Segment Open

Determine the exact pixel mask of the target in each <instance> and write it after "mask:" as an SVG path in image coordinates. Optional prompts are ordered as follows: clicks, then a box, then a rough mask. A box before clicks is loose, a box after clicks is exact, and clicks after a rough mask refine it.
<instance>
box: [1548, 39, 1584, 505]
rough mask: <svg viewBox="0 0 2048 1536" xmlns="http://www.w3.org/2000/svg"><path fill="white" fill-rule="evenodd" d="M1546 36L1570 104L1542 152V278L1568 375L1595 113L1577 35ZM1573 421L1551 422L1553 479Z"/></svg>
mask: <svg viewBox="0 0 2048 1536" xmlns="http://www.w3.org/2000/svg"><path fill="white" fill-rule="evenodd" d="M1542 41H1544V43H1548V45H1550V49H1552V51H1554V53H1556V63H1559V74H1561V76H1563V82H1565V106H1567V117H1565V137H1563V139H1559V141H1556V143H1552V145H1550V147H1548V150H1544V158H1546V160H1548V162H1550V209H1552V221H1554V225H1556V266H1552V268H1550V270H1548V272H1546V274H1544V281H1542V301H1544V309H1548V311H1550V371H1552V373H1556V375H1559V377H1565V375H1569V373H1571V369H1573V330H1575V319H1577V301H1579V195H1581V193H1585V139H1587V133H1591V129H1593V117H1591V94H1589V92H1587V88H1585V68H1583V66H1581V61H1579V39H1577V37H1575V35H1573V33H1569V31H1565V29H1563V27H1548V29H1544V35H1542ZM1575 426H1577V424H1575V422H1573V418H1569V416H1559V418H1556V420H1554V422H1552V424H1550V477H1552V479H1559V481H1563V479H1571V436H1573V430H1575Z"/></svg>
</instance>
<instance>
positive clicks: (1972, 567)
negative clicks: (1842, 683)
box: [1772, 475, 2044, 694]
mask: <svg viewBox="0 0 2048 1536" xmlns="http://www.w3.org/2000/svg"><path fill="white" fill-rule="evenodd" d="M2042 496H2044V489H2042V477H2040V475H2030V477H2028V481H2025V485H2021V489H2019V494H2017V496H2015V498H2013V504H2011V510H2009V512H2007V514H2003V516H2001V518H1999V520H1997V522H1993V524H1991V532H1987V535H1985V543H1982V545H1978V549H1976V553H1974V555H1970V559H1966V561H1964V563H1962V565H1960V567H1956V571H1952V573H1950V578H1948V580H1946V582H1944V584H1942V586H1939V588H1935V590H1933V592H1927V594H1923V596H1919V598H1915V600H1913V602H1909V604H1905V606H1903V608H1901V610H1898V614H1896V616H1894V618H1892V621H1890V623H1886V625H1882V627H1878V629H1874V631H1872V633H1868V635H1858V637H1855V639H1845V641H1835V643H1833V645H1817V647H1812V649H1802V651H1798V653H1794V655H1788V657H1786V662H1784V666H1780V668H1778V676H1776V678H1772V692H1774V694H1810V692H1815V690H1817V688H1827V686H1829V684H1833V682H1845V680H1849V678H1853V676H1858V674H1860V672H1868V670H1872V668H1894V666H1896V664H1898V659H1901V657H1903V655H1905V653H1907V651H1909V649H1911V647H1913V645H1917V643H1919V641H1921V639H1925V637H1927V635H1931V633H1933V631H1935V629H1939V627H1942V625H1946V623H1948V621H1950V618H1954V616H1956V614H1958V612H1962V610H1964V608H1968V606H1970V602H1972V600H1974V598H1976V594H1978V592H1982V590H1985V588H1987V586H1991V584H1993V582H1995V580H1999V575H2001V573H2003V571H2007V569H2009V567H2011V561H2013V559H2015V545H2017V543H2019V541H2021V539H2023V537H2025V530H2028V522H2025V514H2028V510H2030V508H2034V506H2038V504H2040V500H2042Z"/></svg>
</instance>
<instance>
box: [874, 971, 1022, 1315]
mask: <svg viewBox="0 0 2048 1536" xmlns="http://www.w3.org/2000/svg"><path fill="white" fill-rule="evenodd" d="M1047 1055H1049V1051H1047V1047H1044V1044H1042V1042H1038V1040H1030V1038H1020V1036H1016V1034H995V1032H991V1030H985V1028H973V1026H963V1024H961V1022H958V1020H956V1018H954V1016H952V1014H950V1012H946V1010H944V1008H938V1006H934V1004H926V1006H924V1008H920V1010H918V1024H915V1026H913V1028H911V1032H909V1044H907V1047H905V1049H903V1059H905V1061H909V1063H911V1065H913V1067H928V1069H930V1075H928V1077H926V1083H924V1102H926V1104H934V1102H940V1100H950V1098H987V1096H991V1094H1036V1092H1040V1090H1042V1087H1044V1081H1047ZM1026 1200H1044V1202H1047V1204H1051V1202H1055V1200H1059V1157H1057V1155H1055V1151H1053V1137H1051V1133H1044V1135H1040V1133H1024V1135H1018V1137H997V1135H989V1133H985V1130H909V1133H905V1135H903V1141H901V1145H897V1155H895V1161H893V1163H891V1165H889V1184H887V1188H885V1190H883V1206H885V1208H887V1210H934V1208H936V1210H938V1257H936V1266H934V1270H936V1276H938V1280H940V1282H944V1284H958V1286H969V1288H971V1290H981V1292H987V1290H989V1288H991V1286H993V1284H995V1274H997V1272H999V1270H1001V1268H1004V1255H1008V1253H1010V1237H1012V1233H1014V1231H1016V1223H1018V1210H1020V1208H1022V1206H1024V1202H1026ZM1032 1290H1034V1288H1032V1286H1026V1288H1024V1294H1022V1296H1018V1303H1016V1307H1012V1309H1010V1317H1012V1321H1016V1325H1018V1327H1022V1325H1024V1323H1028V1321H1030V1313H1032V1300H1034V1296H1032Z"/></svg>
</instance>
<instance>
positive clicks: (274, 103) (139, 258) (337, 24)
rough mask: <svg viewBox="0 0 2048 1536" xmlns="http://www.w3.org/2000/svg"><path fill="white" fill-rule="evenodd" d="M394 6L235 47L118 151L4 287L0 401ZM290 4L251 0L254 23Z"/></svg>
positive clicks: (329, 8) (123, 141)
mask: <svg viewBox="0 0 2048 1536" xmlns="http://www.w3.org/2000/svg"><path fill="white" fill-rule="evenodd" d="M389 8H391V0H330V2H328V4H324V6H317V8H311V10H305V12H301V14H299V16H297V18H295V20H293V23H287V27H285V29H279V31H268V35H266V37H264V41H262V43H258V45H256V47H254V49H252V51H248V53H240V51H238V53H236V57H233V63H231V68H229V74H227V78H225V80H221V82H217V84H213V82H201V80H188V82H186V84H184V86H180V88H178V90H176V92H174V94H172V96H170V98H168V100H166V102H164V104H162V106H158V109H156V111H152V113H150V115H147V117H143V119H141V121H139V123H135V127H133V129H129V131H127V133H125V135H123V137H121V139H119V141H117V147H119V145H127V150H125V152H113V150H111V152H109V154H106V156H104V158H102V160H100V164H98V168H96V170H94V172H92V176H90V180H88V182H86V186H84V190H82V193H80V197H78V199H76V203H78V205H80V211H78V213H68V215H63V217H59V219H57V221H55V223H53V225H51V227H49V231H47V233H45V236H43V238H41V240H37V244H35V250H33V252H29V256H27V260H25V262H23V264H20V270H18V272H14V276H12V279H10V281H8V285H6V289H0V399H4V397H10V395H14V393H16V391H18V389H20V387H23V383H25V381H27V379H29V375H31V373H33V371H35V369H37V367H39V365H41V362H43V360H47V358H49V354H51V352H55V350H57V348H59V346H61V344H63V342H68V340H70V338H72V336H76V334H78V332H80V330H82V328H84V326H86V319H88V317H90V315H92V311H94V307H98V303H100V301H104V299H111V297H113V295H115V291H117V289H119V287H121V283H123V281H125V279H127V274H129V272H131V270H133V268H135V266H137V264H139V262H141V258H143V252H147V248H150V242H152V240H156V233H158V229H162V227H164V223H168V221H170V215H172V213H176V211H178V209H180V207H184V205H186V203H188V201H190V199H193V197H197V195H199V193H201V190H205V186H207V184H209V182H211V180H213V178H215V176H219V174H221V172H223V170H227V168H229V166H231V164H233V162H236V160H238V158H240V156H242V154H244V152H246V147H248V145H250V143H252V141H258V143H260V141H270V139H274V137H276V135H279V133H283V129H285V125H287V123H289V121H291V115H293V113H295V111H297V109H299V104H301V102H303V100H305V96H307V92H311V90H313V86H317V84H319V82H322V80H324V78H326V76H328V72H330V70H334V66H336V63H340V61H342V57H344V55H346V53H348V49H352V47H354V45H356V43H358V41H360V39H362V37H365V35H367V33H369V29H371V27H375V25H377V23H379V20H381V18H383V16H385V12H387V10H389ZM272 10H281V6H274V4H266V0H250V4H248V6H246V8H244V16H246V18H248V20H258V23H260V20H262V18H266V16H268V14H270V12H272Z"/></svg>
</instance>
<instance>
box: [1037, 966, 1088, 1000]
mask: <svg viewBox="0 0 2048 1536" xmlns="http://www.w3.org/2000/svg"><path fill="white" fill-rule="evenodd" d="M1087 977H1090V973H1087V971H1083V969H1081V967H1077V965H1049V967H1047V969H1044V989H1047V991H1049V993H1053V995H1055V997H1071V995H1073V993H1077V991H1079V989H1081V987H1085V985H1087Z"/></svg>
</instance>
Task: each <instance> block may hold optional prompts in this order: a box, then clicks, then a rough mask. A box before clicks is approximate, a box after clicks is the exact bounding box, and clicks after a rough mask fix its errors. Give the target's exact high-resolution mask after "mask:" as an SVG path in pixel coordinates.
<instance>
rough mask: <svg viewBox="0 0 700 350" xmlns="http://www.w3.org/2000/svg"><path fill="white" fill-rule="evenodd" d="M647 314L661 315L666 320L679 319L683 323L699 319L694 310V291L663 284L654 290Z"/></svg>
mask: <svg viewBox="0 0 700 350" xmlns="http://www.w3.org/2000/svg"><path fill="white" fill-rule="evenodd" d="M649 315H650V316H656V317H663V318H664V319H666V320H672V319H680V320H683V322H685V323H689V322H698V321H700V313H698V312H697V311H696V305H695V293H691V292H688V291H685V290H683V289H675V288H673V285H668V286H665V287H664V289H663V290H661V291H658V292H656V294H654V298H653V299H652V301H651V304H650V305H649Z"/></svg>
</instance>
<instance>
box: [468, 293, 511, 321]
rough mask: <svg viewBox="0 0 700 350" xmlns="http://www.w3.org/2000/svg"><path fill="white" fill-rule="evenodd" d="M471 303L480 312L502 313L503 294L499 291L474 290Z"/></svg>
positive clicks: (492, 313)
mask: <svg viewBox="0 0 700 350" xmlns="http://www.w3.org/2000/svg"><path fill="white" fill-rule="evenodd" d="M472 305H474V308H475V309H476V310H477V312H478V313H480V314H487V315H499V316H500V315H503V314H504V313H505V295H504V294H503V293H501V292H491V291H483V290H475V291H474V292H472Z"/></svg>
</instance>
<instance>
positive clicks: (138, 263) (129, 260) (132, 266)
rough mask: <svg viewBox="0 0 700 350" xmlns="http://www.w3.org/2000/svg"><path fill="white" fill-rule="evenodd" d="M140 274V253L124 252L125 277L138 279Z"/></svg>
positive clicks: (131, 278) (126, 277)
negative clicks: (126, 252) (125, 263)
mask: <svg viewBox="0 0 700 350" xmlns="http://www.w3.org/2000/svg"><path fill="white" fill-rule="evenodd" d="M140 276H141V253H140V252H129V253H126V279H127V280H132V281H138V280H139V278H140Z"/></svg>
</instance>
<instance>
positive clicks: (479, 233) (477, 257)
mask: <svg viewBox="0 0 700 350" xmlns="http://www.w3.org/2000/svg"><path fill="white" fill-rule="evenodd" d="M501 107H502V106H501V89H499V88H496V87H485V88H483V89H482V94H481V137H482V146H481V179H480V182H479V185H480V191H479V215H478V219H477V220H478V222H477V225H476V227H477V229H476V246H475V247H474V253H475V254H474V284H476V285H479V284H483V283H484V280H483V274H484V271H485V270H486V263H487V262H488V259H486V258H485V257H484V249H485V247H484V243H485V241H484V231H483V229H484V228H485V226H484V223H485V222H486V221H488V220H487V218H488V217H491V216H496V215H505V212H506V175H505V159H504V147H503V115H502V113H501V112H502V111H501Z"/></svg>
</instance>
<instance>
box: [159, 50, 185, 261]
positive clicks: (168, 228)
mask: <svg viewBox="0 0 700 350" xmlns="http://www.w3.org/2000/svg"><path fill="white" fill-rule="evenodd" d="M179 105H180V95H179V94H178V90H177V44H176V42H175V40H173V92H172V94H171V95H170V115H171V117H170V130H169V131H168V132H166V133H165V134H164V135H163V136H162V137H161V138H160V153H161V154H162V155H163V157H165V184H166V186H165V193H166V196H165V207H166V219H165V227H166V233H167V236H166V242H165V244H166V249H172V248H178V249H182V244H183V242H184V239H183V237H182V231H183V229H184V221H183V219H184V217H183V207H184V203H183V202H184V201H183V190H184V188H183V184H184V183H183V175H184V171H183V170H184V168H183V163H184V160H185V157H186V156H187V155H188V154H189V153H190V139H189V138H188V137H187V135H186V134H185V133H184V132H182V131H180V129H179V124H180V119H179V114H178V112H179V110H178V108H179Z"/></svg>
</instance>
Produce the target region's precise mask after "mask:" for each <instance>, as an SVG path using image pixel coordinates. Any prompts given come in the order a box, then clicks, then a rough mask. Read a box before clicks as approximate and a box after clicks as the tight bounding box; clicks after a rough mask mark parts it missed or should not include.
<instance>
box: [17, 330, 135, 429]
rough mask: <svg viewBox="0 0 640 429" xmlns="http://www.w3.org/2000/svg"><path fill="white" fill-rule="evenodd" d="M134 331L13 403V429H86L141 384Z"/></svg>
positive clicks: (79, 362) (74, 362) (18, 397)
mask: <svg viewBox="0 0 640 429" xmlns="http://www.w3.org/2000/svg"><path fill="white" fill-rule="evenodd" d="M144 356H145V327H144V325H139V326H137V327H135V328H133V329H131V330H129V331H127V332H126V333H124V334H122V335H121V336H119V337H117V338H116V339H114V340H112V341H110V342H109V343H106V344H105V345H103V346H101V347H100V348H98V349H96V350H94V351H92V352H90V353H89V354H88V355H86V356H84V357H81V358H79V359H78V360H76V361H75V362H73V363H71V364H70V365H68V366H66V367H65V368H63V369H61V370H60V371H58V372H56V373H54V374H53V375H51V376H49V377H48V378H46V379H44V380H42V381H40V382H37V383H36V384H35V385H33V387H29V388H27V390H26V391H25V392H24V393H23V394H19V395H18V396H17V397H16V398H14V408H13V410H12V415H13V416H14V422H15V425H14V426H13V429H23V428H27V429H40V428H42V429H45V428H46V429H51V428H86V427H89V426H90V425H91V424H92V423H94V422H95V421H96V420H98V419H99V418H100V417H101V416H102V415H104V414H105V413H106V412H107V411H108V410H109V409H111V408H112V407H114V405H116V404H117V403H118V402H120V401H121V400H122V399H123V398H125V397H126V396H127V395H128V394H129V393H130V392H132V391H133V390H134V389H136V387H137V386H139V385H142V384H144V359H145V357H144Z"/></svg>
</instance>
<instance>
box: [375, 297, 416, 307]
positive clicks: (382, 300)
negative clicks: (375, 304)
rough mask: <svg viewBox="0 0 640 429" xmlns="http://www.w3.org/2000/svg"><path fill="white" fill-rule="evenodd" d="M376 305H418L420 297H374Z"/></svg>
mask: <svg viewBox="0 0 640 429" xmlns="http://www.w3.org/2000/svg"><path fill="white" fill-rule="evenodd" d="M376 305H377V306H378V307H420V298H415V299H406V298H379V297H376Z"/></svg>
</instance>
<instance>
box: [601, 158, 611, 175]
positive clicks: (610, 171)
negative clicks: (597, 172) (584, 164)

Segment Closed

# Assignment
Rewrite the listing from its first line through the line holding "box: [1548, 39, 1584, 505]", inclusive, as a Markdown table with the columns Row and Content. Put a running row number under Row and each line under Content, skipping blank lines.

# Response area
| Row | Content |
|---|---|
| 1 | Determine the exact pixel mask of the target in each <instance> and write it after "mask:" as an SVG path in image coordinates. Optional prompts are ordered as follows: clicks, then a box, then a rough mask. A box before clicks is loose, a box after clicks is exact, and clicks after a rough mask refine it. |
| 2 | <instance> |
| 3 | box: [1548, 39, 1584, 505] |